(Box-labeled dataset extracts)
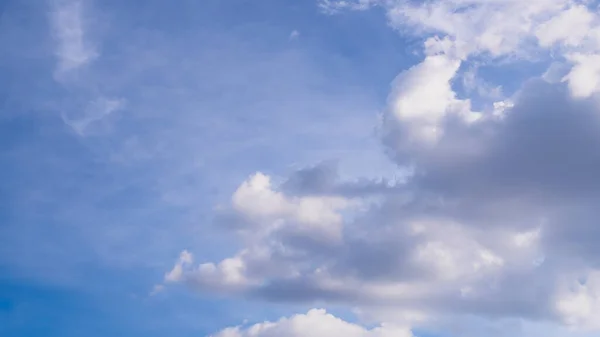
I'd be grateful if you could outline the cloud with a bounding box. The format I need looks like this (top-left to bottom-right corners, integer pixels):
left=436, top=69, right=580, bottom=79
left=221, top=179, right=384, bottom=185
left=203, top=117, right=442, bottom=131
left=213, top=309, right=413, bottom=337
left=50, top=0, right=98, bottom=73
left=61, top=96, right=125, bottom=136
left=158, top=0, right=600, bottom=336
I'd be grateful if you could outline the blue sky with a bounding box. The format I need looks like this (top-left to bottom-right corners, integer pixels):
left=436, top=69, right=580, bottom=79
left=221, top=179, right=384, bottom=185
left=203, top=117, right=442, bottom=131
left=0, top=0, right=600, bottom=337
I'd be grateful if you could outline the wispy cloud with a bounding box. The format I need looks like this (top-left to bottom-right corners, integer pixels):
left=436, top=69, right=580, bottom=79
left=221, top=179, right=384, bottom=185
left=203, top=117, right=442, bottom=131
left=61, top=97, right=125, bottom=136
left=50, top=0, right=98, bottom=72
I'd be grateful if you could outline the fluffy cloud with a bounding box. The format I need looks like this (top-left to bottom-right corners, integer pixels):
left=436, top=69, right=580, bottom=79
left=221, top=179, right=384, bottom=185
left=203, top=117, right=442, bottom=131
left=50, top=0, right=98, bottom=72
left=167, top=0, right=600, bottom=337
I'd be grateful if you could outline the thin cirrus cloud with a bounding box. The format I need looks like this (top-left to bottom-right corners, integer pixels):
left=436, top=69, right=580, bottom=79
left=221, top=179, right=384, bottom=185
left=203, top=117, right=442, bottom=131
left=158, top=0, right=600, bottom=336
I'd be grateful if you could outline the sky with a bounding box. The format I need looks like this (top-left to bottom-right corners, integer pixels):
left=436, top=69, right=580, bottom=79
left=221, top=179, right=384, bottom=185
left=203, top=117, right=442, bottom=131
left=0, top=0, right=600, bottom=337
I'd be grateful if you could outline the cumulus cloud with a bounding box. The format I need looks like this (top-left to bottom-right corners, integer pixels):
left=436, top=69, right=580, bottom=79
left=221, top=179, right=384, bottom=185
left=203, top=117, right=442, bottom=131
left=163, top=0, right=600, bottom=336
left=50, top=0, right=98, bottom=72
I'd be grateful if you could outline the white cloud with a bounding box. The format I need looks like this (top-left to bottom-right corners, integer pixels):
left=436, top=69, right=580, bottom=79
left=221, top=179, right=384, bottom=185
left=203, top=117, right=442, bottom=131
left=165, top=250, right=194, bottom=282
left=213, top=309, right=413, bottom=337
left=62, top=96, right=125, bottom=136
left=50, top=0, right=98, bottom=72
left=158, top=0, right=600, bottom=337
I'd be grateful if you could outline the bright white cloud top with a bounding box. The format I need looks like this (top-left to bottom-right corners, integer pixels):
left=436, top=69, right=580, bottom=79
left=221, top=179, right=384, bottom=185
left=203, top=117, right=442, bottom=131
left=151, top=0, right=600, bottom=337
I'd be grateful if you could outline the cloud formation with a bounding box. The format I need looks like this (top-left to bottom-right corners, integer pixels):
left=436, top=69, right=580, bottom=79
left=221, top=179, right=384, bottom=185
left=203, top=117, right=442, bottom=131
left=50, top=0, right=98, bottom=73
left=158, top=0, right=600, bottom=336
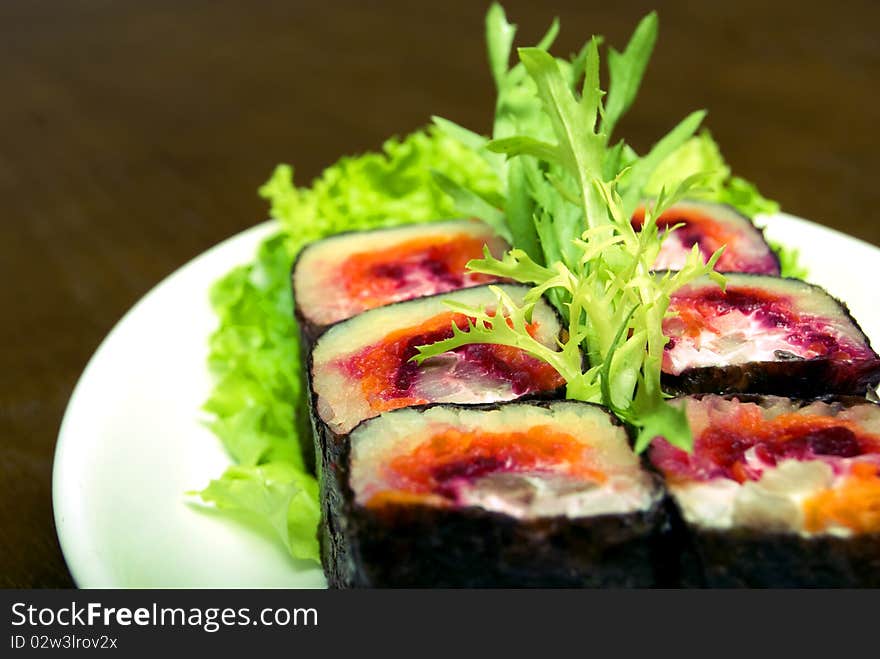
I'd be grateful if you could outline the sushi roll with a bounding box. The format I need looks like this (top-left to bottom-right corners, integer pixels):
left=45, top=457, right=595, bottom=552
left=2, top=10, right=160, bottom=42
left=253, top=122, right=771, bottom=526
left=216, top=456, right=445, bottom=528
left=324, top=401, right=665, bottom=587
left=632, top=201, right=779, bottom=275
left=310, top=285, right=565, bottom=444
left=291, top=220, right=508, bottom=472
left=649, top=395, right=880, bottom=587
left=292, top=220, right=509, bottom=345
left=662, top=274, right=880, bottom=398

* [What the task asks] Transcribe every line of the entries above word for word, and leave the pictures out of your answer.

* [Written response]
I'd be grateful if you could outline the cloud with a bounding box. The format I need looks like this (top-left to bottom-right corners, integer pixels):
left=436, top=69, right=580, bottom=79
left=221, top=179, right=384, bottom=185
left=203, top=117, right=442, bottom=131
left=213, top=309, right=413, bottom=337
left=50, top=0, right=98, bottom=73
left=61, top=96, right=125, bottom=136
left=158, top=0, right=600, bottom=336
I'd be grateful if you could outline the blue sky with a bounding box. The format I need looks like this (top-left to bottom-right corners, integer pixels):
left=436, top=69, right=580, bottom=79
left=221, top=179, right=384, bottom=185
left=203, top=117, right=442, bottom=131
left=0, top=0, right=600, bottom=337
I'd be grateful if you could outline the wispy cloud with a bounding box. The format I need looks like this (top-left to bottom-right corners, integer pixels):
left=436, top=69, right=580, bottom=79
left=221, top=179, right=384, bottom=185
left=203, top=117, right=442, bottom=131
left=61, top=97, right=125, bottom=136
left=50, top=0, right=98, bottom=72
I'd be grateful if you could outline the fluffy cloud with a bounding box. The format I need looks like this (top-left to bottom-right corners, integer pixels):
left=436, top=69, right=580, bottom=79
left=221, top=179, right=384, bottom=185
left=203, top=117, right=442, bottom=131
left=50, top=0, right=98, bottom=72
left=167, top=0, right=600, bottom=337
I'd be grateful if you could outline the thin cirrus cloud with a bounding box. The format I need looks like this (top-left to bottom-right corners, integer pixels):
left=436, top=69, right=580, bottom=79
left=221, top=179, right=384, bottom=185
left=203, top=117, right=442, bottom=131
left=158, top=0, right=600, bottom=336
I'd be grateful if you could outline the sky with a bounding box. The format I need looks like this (top-left to bottom-right corners, integer pixels):
left=436, top=69, right=580, bottom=79
left=221, top=179, right=384, bottom=185
left=203, top=117, right=442, bottom=131
left=0, top=0, right=600, bottom=337
I'd be grateful if you could outline the cumulus cloud with a bounding box. The format I need looks like this (top-left to bottom-right corners, integer pixels):
left=436, top=69, right=580, bottom=79
left=221, top=179, right=384, bottom=185
left=203, top=117, right=442, bottom=131
left=163, top=0, right=600, bottom=336
left=50, top=0, right=98, bottom=72
I'd be grateful if you could outline the white cloud with a bounding box. The format I need looks like this (top-left to bottom-right corners, integer pixels):
left=436, top=69, right=580, bottom=79
left=221, top=179, right=384, bottom=185
left=203, top=117, right=442, bottom=131
left=165, top=250, right=194, bottom=282
left=213, top=309, right=413, bottom=337
left=62, top=96, right=125, bottom=136
left=50, top=0, right=98, bottom=72
left=158, top=0, right=600, bottom=337
I'd be grateful if you could outline the bright white cloud top with a bounding box. The format I need looks like this (top-left to bottom-right corners, integer pixels):
left=436, top=69, right=580, bottom=79
left=221, top=179, right=384, bottom=185
left=203, top=117, right=442, bottom=131
left=151, top=0, right=600, bottom=337
I'd be grateful if you could outline the cloud formation with a bounding box. The format I need looks like this (top-left to bottom-right corners, integer pixels):
left=436, top=69, right=580, bottom=79
left=221, top=179, right=384, bottom=185
left=203, top=117, right=442, bottom=131
left=50, top=0, right=98, bottom=73
left=158, top=0, right=600, bottom=336
I'd be grateful if you could outline the sushi roll with a bounding box. The format I need looks like this (top-left to bottom-right corners, integer pixels):
left=45, top=457, right=595, bottom=552
left=2, top=10, right=160, bottom=42
left=253, top=122, right=771, bottom=526
left=216, top=456, right=445, bottom=528
left=324, top=401, right=665, bottom=587
left=632, top=201, right=779, bottom=275
left=310, top=285, right=565, bottom=444
left=291, top=220, right=508, bottom=472
left=649, top=395, right=880, bottom=587
left=292, top=220, right=509, bottom=345
left=662, top=274, right=880, bottom=398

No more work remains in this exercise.